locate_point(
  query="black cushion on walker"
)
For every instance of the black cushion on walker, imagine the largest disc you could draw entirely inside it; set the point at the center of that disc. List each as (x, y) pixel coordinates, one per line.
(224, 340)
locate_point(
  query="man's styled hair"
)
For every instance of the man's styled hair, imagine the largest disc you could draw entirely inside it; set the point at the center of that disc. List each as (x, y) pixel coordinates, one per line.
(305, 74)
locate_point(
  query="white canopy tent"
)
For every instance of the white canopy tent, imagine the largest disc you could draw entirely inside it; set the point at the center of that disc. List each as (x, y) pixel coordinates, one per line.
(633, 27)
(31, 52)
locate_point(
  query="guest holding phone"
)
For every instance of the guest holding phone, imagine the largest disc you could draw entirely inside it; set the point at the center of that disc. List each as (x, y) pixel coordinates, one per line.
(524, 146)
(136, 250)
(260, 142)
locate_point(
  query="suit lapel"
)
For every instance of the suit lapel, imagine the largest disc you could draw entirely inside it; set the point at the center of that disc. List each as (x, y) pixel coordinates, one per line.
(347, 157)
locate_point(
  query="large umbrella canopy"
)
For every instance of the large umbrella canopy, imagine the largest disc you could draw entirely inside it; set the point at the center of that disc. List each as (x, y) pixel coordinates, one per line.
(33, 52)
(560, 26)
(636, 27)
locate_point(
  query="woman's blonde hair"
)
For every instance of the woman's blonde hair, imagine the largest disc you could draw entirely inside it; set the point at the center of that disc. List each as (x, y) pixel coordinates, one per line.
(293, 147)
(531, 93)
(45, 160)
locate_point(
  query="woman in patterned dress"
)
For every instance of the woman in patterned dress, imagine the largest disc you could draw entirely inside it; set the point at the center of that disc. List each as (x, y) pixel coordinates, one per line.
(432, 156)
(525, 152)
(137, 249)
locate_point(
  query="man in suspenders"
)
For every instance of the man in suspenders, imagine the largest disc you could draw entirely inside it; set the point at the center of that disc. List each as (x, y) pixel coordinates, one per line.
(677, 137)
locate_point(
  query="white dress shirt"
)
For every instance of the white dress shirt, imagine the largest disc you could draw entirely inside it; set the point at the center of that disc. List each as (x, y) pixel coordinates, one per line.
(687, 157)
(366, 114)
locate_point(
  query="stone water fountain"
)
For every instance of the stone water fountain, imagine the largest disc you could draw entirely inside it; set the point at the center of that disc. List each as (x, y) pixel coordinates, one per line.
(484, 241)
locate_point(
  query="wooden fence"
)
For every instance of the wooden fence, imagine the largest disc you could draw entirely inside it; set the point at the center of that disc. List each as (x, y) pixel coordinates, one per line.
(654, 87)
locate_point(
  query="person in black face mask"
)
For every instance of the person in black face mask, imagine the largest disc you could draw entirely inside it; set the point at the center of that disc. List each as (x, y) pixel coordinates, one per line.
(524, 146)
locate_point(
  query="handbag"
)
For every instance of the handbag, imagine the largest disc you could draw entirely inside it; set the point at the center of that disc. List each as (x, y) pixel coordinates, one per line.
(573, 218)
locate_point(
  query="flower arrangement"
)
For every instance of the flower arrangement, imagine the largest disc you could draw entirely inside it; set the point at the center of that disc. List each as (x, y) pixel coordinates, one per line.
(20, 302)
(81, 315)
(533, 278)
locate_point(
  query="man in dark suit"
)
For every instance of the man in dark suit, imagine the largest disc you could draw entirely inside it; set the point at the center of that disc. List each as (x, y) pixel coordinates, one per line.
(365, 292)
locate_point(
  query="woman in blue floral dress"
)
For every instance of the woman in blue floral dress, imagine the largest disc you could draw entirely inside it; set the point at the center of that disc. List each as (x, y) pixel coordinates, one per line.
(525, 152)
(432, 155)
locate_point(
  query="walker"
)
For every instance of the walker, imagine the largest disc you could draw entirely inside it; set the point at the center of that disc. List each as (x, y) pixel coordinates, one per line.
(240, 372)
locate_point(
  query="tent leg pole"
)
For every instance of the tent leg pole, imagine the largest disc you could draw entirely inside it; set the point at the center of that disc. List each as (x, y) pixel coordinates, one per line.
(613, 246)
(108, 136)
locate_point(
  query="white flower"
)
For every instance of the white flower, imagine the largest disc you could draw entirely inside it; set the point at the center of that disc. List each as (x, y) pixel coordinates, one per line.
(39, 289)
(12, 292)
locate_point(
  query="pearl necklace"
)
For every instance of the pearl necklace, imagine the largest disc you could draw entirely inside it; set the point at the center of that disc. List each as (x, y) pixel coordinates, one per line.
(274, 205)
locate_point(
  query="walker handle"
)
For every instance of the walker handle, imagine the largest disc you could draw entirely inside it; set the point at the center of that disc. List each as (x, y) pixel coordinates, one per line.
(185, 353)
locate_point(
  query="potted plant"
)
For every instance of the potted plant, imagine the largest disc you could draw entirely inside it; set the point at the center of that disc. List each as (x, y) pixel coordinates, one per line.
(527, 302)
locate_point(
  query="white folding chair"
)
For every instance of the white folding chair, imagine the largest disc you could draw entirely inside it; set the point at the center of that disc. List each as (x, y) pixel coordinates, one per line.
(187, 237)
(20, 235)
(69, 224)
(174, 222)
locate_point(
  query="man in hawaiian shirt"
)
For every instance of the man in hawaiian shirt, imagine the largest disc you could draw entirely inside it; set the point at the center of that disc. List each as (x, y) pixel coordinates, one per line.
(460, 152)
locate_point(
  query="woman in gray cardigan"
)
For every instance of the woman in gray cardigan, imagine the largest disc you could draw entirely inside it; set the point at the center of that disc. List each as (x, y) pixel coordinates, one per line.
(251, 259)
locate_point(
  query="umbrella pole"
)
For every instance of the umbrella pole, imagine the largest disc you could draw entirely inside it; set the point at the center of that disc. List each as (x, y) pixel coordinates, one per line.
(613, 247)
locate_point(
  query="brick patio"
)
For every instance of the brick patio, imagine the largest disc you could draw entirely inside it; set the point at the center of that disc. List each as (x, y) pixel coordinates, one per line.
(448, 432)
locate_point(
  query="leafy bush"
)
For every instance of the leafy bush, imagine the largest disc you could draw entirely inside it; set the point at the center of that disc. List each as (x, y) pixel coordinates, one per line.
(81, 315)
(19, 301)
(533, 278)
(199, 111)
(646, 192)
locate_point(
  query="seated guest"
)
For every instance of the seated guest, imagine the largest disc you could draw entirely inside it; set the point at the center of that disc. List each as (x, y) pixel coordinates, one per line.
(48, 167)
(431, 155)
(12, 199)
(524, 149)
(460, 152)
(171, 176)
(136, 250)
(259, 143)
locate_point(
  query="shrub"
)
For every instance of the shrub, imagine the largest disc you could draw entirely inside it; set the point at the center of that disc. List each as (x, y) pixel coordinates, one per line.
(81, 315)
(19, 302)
━━━━━━
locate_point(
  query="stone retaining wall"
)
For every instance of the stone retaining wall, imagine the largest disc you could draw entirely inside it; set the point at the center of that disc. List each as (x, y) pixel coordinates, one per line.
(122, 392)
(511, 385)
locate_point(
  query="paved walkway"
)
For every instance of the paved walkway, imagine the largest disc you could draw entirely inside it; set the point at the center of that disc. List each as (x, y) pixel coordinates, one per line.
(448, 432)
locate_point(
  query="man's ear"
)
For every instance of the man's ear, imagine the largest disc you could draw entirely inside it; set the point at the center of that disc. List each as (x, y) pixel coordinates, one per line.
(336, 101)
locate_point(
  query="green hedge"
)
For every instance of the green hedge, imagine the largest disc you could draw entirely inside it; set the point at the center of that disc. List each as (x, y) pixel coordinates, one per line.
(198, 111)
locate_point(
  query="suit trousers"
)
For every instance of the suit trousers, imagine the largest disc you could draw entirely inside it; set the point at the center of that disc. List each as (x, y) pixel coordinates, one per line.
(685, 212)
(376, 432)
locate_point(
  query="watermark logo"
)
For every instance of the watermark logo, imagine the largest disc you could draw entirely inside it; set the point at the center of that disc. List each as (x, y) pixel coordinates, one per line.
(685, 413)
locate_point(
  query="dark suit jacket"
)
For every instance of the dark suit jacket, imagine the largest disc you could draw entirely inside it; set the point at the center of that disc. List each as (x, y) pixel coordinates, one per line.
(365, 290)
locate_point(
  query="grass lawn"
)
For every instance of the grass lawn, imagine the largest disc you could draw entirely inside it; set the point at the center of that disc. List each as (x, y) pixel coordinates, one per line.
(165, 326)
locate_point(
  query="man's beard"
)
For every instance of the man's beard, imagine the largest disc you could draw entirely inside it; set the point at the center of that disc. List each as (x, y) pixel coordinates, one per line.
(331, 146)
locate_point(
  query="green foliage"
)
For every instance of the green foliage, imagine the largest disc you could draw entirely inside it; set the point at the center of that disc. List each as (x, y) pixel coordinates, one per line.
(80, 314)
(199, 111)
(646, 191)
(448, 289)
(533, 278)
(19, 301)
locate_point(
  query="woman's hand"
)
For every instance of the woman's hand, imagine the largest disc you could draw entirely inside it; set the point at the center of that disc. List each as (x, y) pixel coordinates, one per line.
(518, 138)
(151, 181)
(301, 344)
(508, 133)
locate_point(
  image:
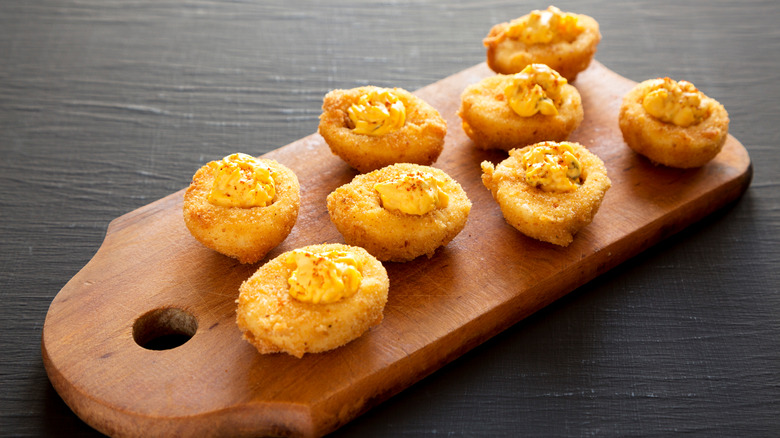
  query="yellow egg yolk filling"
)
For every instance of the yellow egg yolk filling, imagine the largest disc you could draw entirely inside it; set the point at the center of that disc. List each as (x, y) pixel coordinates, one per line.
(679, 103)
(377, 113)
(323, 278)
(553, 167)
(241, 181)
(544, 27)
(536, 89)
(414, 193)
━━━━━━
◆ Set task
Copy out every line of the rows above that contains the string "bush".

◆ Solution below
  query="leafy bush"
For every instance of the leafy bush, imagine the largest disc you could draw entirely inside it; set the point at the center of that disc. List each as (x, y) pixel coordinates, one per line.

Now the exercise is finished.